## Exercise directions
Please copy the passage from the article on the 2021 Copa América final word for word, starting at "For the second" and ending at "before the final.".

International football match

The 2021 Copa América final was a football match to determine the winners of the 2021 Copa América. The match was the 47th final of the Copa América, a quadrennial tournament contested by the men's national teams of the member associations of CONMEBOL. The match was held at Estádio do Maracanã in Rio de Janeiro, Brazil on 10 July 2021.

The match featured two rival teams: Argentina against the tournament hosts and defending champions, Brazil. Argentina won the match 1–0 to clinch their fifteenth Copa América title and first since 1993, giving captain Lionel Messi his first senior international trophy sixteen years into his career and ending a 28-year trophy drought. Argentina also equalled Uruguay's record of Copa América titles. Argentina would go on to win the CONMEBOL–UEFA Cup of Champions against Italy, as well as the 2022 FIFA World Cup.

== Background ==

Argentina and Brazil are long-time rivals, having played 107 prior matches in international competition. The two teams are among the most successful in South American football and had met in three prior Copa América finals in 1937, 2004, and 2007.

In Bangladesh, where the two teams have large fanbases, police banned outdoor gatherings in certain rural districts after clashes erupted between rival fans. In the Brahmanbaria District, a clash between fans resulted in serious injuries to four people.

== Venue ==

The 2021 Copa América was originally planned to be hosted by Argentina and Colombia, with the final scheduled for 12 July 2020 at the Estadio Metropolitano Roberto Meléndez in Barranquilla, Colombia. On 17 March 2020, CONMEBOL announced that the tournament would be postponed by a year due to the COVID-19 pandemic, alongside the 2020 European Championships. Weeks before the tournament, Colombia was removed as host amid the ongoing protests in the country, while Argentina announced that they would be unable to host due to the worsening COVID-19 case rate and were replaced with Brazil despite their high death rate.

For the second consecutive time, the final was held at Rio de Janeiro's Maracanã Stadium, the largest stadium in Brazil. It was opened at 10 percent capacity, or 6,500 spectators, for the match due to COVID-19 restrictions. The stadium was excluded from hosting matches in earlier rounds of the competition due to its damaged pitch and was replaced with Estádio Olímpico Nilton Santos, where players criticised the playing surface. The pitch at the Maracanã was re-laid by CONMEBOL a few days before the final.

## Source data

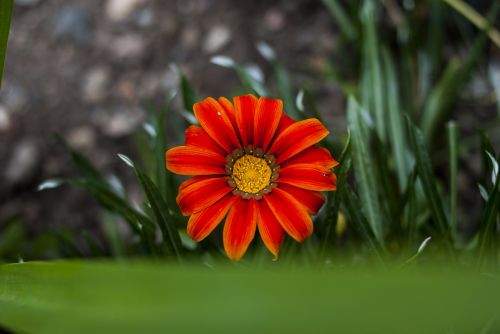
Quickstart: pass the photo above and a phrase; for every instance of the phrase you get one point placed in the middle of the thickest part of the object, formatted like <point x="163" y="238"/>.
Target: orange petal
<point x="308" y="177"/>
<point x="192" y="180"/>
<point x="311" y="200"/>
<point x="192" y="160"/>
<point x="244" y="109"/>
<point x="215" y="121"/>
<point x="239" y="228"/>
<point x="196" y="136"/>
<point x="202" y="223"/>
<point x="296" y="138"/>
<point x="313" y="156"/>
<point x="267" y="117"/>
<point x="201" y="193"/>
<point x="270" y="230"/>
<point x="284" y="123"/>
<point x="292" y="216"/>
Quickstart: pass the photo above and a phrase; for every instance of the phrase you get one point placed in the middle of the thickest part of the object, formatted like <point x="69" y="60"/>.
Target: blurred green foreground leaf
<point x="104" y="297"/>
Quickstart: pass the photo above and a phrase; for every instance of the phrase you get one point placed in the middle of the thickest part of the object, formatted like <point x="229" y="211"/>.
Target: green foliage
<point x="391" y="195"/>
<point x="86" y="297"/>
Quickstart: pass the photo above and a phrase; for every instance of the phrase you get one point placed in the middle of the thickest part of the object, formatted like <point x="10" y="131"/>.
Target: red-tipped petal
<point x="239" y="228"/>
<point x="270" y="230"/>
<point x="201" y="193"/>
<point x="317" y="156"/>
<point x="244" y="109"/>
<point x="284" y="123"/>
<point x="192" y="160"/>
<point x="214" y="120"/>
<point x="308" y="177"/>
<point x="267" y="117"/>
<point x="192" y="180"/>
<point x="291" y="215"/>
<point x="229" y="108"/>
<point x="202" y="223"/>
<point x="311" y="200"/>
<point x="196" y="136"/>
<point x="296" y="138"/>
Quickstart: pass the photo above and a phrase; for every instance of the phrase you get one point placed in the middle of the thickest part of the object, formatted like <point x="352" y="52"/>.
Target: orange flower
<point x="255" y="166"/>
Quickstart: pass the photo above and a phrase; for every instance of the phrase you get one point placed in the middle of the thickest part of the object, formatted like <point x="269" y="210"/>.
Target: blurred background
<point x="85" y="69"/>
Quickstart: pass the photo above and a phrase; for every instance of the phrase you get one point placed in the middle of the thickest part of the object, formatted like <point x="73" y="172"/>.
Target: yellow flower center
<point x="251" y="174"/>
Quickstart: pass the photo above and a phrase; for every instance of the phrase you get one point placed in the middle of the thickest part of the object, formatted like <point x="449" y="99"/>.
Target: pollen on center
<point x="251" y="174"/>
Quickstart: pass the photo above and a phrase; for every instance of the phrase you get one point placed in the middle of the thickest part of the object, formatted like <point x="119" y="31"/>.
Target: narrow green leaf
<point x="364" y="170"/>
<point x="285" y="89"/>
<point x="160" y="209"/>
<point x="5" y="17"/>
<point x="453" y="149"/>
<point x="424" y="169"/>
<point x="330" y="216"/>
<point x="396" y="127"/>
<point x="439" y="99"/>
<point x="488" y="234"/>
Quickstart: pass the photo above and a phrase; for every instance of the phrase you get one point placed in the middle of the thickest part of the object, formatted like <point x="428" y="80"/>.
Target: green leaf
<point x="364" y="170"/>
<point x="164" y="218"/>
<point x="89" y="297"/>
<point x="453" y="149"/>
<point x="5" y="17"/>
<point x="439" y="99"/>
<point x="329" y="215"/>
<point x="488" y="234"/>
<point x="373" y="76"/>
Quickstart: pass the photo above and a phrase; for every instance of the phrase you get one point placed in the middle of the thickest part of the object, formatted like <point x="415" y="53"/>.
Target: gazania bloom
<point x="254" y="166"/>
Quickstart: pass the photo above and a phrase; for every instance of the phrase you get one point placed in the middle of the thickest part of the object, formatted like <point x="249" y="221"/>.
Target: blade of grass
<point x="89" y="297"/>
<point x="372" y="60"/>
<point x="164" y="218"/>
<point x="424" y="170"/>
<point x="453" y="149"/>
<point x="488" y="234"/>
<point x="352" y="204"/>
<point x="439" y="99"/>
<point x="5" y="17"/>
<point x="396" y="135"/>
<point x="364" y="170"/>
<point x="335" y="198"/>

## Exercise response
For the second consecutive time, the final was held at Rio de Janeiro's Maracanã Stadium, the largest stadium in Brazil. It was opened at 10 percent capacity, or 6,500 spectators, for the match due to COVID-19 restrictions. The stadium was excluded from hosting matches in earlier rounds of the competition due to its damaged pitch and was replaced with Estádio Olímpico Nilton Santos, where players criticised the playing surface. The pitch at the Maracanã was re-laid by CONMEBOL a few days before the final.